- _Task description_:
Starting with the line that contains "Mark the region of each instance of the wood" and continuing through the end of the items, reproduce those lines with "wood grain surface" replaced by "timber surface", leaving everything else unchanged.

━━━ Source data ━━━

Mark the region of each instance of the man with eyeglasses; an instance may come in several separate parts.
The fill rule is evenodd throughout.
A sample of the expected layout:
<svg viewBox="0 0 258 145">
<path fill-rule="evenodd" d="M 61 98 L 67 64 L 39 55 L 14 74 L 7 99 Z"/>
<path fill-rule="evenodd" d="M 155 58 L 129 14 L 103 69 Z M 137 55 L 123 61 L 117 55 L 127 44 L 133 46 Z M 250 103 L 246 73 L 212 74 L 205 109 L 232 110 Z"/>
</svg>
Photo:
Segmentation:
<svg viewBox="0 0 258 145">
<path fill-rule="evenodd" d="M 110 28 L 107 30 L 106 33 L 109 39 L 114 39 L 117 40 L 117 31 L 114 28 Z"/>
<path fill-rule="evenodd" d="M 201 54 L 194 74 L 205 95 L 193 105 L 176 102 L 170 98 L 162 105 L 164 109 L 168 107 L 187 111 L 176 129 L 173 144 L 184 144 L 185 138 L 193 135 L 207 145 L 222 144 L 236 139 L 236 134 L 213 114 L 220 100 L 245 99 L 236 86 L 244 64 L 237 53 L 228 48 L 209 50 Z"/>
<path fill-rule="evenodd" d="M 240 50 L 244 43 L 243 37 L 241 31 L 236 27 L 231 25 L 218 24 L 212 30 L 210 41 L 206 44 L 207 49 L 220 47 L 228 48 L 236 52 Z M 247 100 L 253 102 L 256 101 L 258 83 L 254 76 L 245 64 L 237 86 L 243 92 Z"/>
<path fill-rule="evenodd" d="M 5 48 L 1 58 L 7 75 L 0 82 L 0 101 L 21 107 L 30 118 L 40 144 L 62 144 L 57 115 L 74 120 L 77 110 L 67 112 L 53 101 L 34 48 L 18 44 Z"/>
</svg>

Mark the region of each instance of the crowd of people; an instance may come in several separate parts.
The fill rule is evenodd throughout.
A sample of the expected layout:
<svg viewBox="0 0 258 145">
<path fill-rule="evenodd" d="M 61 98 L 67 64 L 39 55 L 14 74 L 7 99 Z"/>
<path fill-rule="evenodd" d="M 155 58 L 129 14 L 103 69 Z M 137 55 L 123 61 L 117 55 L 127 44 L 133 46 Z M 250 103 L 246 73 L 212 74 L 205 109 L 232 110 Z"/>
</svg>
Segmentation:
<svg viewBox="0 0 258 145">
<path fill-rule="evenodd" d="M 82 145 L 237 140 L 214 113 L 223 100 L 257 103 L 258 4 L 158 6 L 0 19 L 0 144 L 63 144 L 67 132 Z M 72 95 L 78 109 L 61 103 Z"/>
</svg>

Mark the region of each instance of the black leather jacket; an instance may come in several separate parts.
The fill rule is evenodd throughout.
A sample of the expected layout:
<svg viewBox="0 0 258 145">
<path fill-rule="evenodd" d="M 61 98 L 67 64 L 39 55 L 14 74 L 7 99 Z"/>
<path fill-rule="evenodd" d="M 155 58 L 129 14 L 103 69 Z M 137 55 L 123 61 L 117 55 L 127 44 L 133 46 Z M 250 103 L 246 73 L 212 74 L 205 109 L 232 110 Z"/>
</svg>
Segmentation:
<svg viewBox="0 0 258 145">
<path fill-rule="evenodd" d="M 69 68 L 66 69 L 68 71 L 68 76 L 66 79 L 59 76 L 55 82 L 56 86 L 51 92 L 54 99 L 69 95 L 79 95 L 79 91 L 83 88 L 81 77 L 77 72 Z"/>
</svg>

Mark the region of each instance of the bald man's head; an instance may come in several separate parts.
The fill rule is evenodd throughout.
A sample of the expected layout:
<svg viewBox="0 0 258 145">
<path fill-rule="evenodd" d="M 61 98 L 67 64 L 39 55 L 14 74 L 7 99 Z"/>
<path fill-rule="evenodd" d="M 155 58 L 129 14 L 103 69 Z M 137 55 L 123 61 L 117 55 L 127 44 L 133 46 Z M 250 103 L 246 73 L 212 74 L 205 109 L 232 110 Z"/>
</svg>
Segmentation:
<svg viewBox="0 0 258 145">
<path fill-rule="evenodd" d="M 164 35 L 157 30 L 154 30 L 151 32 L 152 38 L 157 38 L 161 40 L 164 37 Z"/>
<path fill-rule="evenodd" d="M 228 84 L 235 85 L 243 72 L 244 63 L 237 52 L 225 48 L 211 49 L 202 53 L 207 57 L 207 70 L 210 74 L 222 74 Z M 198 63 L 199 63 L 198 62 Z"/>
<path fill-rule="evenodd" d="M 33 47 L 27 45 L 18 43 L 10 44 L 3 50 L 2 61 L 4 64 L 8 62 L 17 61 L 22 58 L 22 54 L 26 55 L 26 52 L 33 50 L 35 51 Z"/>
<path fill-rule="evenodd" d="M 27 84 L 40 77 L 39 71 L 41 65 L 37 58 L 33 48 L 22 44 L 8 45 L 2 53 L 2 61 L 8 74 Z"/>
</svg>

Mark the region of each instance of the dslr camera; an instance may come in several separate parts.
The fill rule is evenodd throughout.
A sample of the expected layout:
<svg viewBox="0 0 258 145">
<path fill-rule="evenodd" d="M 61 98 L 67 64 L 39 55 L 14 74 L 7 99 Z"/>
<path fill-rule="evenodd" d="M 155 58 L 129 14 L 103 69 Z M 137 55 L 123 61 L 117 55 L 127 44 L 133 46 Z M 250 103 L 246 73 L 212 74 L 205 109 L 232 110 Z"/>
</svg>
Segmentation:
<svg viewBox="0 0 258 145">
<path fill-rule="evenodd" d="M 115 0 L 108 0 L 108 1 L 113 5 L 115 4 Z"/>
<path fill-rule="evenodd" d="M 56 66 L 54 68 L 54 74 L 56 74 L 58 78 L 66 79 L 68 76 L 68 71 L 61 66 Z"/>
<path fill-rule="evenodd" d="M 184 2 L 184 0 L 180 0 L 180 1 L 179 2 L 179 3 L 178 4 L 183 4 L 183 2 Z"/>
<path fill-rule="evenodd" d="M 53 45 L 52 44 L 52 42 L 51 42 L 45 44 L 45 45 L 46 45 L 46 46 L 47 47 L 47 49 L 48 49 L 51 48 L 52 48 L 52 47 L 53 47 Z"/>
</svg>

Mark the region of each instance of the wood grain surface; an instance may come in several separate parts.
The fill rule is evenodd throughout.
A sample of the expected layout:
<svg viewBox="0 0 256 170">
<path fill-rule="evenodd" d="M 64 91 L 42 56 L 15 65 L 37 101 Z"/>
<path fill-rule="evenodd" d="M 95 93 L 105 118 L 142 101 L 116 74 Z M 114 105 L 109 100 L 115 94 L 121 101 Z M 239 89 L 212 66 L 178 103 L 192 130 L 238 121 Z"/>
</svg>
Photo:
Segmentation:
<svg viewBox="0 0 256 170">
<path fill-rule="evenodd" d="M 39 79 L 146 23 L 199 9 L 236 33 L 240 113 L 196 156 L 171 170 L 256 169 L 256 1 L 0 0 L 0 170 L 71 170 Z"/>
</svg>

━━━

- _Response_:
Mark the region of each instance of the timber surface; an instance may come in several separate parts.
The fill rule is evenodd throughout.
A sample of the expected layout:
<svg viewBox="0 0 256 170">
<path fill-rule="evenodd" d="M 64 91 L 42 56 L 15 65 L 37 101 Z"/>
<path fill-rule="evenodd" d="M 95 93 L 105 118 L 142 101 L 116 74 Z M 114 105 L 109 100 L 115 94 L 121 101 Z M 239 89 L 212 66 L 178 103 L 192 130 L 238 121 Z"/>
</svg>
Photo:
Segmentation:
<svg viewBox="0 0 256 170">
<path fill-rule="evenodd" d="M 39 79 L 146 23 L 199 9 L 236 33 L 240 113 L 196 156 L 171 170 L 256 169 L 256 1 L 0 0 L 0 170 L 71 170 Z"/>
</svg>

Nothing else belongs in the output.